**TASK DESCRIPTION**
Where in the records does the word "above" occur? Copy each line in which it does.

Text-to-region grounding data:

◇ ◇ ◇ ◇

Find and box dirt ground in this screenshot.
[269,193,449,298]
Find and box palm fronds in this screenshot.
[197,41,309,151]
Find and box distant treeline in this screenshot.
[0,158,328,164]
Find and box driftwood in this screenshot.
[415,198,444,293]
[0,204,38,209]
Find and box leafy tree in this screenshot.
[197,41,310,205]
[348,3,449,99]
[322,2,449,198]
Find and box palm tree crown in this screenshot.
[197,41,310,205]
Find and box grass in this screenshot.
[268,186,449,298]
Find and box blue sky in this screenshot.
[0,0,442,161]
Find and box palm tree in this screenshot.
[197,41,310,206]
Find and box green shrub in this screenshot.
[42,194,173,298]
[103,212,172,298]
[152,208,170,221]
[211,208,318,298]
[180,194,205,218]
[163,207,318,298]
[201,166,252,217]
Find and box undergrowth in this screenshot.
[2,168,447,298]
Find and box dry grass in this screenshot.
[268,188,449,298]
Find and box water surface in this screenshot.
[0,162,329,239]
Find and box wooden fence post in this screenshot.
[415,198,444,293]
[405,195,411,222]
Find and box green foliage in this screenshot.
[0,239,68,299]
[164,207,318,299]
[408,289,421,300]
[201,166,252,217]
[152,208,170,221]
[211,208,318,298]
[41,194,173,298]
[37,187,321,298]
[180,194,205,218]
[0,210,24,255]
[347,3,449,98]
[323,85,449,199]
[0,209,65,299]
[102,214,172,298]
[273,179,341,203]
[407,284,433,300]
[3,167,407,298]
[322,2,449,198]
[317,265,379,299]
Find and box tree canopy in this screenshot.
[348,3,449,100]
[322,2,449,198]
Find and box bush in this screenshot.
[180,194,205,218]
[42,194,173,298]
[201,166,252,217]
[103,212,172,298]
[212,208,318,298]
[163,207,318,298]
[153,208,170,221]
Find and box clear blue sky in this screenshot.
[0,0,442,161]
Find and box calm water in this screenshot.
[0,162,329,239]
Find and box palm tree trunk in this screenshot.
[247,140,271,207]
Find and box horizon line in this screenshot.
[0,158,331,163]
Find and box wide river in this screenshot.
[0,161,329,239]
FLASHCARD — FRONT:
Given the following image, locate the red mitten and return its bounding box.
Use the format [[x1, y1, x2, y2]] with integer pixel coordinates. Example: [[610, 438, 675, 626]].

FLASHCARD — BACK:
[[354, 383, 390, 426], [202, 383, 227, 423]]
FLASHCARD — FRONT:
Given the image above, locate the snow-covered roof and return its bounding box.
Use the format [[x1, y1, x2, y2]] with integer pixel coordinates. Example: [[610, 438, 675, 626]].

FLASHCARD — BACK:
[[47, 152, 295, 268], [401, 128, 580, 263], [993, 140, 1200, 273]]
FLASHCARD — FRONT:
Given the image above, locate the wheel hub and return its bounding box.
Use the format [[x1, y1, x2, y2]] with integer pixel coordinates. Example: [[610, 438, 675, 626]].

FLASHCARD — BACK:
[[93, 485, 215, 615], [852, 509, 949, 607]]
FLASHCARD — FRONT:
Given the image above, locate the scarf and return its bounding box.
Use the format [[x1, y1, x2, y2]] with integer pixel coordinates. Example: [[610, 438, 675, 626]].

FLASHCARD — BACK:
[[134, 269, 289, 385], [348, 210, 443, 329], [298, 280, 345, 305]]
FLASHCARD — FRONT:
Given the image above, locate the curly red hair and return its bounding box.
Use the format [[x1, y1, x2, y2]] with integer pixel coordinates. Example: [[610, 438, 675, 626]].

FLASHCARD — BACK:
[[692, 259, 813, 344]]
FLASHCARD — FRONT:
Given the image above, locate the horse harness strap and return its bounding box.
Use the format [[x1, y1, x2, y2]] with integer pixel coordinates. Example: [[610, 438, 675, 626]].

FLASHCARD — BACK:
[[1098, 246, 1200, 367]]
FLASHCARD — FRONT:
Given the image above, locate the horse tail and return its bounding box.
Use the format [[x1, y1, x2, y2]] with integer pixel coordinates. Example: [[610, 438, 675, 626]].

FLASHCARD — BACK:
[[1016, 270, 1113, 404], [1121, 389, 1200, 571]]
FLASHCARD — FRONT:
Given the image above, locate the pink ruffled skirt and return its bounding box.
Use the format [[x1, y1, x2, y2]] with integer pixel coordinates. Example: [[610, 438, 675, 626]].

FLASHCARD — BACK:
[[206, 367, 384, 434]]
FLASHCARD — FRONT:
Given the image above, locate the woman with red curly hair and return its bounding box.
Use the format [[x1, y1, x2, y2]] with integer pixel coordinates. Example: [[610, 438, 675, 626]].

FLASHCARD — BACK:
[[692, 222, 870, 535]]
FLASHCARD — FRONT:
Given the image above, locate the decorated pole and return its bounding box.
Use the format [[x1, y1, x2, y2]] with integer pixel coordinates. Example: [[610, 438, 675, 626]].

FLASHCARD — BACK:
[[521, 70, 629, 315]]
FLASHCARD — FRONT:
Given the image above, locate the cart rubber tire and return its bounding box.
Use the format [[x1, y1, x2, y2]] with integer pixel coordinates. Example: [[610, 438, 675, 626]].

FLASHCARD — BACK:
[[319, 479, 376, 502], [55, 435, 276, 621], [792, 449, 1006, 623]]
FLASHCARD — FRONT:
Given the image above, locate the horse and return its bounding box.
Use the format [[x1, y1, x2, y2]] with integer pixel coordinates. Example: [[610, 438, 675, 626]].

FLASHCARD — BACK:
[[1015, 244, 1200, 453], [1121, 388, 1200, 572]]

◇ ◇ ◇ ◇

**SOLUTION**
Given the image above, locate the snow-covered roof and return its bounding box.
Given the image above, locate the wheel hub and return its bounding box.
Given the image above, locate the scarf and return its bounding box.
Given the image above, locate the curly red hair and return its bounding box.
Given the image above, locate the horse harness strap and return its bounding box.
Given the image above, locate the horse tail and return its bounding box.
Given the image above, locate the pink ruffled skirt and return its bounding box.
Given the image above, locate the woman with red curly hair and return its bounding box.
Given the image above, locate the decorated pole and return its bounding box.
Given the image above, locate the cart rubber tire and return its bounding box.
Given the image above, locate the horse and return its bounding box.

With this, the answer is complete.